Consignes
1) Dans le passage sur la réflexion théologique, à la lumière de quoi les faits et les paroles révélés par Dieu seront-ils soumis à un nouvel examen ?
2) Poursuivez le passage sur la réflexion théologique à partir de sa dernière phrase.

Texte cité
________________________

Pour obtenir le résultat, recommande le concile, il est nécessaire que dans chaque territoire socioculturel, comme on dit, une réflexion théologique de cette sorte soit encouragée, par laquelle, à la lumière de la Tradition de l’Église universelle, les faits et les paroles révélés par Dieu, consignés dans les saintes Lettres, expliqués par les Pères de l’Église et le magistère, seront soumis à un nouvel examen. Ainsi on saisira plus nettement par quelles voies la foi, compte tenu de la philosophie et de la sagesse des peuples, peut chercher l’intelligence, et de quelles manières les coutumes, le sens de la vie, l’ordre social peuvent s’accorder avec les moeurs que fait connaître la révélation divine. Ainsi apparaîtront les voies vers une plus profonde adaptation dans toute l’étendue de la vie chrétienne.

________________________

Entrées enregistrées du jeu de données
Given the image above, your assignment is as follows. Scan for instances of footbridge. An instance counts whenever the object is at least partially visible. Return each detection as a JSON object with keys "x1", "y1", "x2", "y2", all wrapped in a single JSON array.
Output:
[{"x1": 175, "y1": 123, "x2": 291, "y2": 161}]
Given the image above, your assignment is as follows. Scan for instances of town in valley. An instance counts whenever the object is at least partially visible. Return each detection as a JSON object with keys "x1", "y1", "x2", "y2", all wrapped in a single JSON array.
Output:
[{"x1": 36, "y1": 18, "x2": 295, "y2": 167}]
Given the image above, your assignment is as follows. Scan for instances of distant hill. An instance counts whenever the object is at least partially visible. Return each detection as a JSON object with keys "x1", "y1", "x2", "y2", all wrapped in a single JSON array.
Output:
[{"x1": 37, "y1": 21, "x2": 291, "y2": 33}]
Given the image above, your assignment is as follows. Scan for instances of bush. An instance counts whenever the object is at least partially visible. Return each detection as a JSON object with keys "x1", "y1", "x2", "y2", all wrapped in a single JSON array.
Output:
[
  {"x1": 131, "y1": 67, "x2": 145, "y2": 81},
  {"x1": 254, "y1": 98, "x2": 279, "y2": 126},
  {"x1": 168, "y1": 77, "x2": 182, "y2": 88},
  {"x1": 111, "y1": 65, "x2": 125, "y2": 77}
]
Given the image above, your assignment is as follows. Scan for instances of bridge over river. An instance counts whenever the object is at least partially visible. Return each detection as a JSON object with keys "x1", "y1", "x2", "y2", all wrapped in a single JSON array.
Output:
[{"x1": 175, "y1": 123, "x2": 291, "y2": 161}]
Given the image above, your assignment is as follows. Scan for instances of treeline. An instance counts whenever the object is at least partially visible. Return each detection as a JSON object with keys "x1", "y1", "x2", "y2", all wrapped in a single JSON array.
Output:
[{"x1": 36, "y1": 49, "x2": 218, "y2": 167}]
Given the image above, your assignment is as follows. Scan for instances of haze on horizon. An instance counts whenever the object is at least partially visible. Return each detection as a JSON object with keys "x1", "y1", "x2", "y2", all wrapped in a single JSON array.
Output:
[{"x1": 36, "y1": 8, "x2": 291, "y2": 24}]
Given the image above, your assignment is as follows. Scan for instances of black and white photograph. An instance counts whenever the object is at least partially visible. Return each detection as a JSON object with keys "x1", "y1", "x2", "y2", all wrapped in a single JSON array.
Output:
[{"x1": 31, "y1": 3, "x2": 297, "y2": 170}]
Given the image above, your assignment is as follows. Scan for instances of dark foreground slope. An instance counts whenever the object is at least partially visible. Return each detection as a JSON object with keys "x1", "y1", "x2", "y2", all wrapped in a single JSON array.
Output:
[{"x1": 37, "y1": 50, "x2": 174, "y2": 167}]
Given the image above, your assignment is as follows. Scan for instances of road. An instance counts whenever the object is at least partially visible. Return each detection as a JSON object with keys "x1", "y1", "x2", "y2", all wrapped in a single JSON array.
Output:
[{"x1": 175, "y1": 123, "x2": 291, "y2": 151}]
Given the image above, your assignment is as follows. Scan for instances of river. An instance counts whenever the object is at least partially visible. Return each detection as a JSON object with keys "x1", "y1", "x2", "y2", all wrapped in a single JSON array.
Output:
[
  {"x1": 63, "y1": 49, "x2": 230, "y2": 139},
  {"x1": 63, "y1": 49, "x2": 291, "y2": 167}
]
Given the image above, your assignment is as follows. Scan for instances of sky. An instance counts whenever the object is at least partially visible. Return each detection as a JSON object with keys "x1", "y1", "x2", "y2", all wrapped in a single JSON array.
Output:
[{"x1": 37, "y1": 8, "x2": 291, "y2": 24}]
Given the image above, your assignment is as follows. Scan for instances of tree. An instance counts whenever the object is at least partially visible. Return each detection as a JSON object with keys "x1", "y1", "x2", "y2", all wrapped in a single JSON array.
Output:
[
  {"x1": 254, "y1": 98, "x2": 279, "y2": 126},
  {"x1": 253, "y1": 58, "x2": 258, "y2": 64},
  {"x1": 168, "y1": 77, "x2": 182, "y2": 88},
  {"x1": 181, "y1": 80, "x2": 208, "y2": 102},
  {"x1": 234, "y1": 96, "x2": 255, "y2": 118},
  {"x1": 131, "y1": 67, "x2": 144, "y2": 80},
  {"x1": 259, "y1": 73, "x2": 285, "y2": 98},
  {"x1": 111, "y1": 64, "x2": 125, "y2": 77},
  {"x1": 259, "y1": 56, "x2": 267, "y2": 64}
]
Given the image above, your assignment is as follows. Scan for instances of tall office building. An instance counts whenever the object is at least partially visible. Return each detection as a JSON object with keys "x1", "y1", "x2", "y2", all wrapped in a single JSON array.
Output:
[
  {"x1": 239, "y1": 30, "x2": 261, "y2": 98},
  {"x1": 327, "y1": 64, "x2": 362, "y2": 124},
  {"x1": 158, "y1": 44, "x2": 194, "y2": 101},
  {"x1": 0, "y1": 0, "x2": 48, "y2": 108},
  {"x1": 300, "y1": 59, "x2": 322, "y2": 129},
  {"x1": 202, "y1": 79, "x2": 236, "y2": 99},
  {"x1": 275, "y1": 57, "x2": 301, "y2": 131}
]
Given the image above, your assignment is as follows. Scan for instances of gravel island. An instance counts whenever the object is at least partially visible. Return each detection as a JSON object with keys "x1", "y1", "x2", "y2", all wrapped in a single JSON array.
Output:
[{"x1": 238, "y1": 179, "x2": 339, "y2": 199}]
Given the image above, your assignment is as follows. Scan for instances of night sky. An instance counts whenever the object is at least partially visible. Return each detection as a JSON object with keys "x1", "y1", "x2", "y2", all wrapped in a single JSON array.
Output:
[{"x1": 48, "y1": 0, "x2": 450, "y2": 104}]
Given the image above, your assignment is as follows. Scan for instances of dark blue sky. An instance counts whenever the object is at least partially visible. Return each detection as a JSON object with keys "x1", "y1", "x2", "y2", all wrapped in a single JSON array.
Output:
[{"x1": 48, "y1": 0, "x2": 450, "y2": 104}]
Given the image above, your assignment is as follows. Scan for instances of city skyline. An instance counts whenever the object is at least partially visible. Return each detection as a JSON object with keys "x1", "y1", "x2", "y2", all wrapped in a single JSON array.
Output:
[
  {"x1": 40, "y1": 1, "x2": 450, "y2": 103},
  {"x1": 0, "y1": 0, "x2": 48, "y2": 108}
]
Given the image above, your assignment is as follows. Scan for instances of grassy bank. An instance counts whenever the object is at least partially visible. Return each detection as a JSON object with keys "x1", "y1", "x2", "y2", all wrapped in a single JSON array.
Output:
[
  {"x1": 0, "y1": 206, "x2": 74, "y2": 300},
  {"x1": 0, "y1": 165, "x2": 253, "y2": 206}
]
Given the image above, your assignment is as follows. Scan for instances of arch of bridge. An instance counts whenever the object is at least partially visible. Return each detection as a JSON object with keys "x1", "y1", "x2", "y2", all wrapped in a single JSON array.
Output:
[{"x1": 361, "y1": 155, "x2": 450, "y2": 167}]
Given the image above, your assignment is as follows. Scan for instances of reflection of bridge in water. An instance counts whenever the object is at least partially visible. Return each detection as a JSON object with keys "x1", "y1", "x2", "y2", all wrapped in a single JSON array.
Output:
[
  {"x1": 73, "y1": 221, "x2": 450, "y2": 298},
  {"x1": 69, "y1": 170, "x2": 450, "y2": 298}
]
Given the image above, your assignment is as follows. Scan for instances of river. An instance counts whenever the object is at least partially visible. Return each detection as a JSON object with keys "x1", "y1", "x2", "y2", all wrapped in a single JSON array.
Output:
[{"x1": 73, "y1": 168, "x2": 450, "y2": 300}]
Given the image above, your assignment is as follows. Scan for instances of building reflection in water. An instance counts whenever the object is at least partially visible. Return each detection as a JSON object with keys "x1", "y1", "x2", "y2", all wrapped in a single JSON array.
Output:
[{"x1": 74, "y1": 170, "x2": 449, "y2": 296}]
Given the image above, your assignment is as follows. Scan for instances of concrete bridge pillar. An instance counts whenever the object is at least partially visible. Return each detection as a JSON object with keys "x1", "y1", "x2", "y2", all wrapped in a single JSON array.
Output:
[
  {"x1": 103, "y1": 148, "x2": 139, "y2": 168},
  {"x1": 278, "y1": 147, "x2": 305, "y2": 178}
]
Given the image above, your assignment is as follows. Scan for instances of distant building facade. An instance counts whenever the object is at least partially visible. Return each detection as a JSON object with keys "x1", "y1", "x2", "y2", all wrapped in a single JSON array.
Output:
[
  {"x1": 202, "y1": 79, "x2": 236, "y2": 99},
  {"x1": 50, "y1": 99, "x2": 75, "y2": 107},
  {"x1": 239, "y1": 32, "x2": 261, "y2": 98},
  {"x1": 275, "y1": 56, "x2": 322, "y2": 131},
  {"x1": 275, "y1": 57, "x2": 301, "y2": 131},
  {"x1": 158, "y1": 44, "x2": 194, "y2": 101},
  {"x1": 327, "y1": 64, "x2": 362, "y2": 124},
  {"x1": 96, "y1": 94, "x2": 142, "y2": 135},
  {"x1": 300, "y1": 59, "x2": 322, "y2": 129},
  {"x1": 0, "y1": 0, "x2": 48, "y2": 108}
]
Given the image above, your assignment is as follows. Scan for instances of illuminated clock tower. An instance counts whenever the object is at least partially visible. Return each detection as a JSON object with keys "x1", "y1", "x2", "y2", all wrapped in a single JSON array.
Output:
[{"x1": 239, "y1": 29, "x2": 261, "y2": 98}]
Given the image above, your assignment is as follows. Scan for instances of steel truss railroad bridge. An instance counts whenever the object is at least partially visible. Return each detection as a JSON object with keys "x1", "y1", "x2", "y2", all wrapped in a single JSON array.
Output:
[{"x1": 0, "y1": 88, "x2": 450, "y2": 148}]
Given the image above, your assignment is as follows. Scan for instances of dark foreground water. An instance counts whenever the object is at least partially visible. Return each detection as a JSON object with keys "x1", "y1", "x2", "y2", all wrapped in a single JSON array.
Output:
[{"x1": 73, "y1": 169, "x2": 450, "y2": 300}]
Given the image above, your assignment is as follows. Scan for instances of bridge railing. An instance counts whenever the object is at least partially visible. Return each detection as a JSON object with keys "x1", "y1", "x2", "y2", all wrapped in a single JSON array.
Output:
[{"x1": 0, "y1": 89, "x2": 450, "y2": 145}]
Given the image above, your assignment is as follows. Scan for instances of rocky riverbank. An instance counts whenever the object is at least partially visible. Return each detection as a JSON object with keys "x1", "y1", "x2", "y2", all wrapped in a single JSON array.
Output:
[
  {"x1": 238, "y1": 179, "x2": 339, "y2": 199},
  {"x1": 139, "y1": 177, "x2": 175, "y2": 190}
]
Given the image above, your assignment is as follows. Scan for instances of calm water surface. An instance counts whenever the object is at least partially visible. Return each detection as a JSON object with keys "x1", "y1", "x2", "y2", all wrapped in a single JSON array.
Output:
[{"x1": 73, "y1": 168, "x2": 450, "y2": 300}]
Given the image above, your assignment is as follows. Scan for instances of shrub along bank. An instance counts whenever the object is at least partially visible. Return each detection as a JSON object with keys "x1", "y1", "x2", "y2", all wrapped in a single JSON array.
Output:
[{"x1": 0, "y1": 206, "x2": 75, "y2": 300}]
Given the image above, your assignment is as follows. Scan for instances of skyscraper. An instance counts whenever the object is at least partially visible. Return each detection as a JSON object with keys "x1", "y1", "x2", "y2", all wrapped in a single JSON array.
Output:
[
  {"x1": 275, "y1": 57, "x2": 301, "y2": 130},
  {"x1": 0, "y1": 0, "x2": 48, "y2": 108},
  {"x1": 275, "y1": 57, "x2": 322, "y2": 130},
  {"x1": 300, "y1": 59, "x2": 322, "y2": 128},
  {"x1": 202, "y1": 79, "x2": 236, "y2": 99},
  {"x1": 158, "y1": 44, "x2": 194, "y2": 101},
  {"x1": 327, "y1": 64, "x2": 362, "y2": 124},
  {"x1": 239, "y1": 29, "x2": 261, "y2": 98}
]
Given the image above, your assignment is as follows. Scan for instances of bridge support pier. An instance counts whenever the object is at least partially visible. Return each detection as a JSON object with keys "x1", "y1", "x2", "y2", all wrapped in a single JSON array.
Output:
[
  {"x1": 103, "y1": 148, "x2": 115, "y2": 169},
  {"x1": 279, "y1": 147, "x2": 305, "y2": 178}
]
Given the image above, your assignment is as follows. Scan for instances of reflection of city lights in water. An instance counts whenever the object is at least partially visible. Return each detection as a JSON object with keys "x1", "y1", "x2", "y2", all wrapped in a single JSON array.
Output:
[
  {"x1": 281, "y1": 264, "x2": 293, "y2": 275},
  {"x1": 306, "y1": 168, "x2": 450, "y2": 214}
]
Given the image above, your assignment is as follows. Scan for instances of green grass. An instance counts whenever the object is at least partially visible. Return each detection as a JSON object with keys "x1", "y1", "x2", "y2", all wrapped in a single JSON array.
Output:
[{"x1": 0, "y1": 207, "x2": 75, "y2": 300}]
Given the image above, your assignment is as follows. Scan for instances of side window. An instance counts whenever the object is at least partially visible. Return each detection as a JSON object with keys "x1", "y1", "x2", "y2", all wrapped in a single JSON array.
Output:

________________________

Réponses attendues
1) À la lumière de la Tradition de l'Église universelle.

2)
Ad Gentes, no 22 cité par Malula 1997b, 52

L’africanisation s’exprime alors comme une manière pour les chrétiens autochtones d’être eux-mêmes, de se responsabiliser et de prendre en charge leurs propres Églises locales en adaptant la doctrine de l’Église universelle à leurs réalités contextuelles.

À cet effet, dans un livre intitulé L’évêque africain aujourd’hui et demain, écrit en 1979, Malula précise : « Le complexe romain empêche les Africains d’être eux-mêmes ; il est un sérieux handicap dans la recherche des voies d’africanisation de l’Église… Le Pape sait très bien que nous sommes des Africains ; il n’attend pas de nous que nous réagissions comme des évêques occidentaux du Moyen Âge ! … » (Malula 1979, 97-100 ; Kasuba Malu 2014, 114-115). L’attitude de Rome fustigée par Malula est une indication de la persistance de la colonialité dans les rapports ecclésiaux.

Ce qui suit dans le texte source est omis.